_What you need to do_. Reproduce the following records word for word, keeping every line and every number unchanged.

———

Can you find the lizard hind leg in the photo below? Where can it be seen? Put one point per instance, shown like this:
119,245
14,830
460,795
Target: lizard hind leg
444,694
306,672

———

_Task answer_.
Can you find the lizard hind leg in the photo below? Where can it be seen? Put one point per instance, shown like this:
119,245
14,830
460,795
Target: lizard hind leg
444,694
306,672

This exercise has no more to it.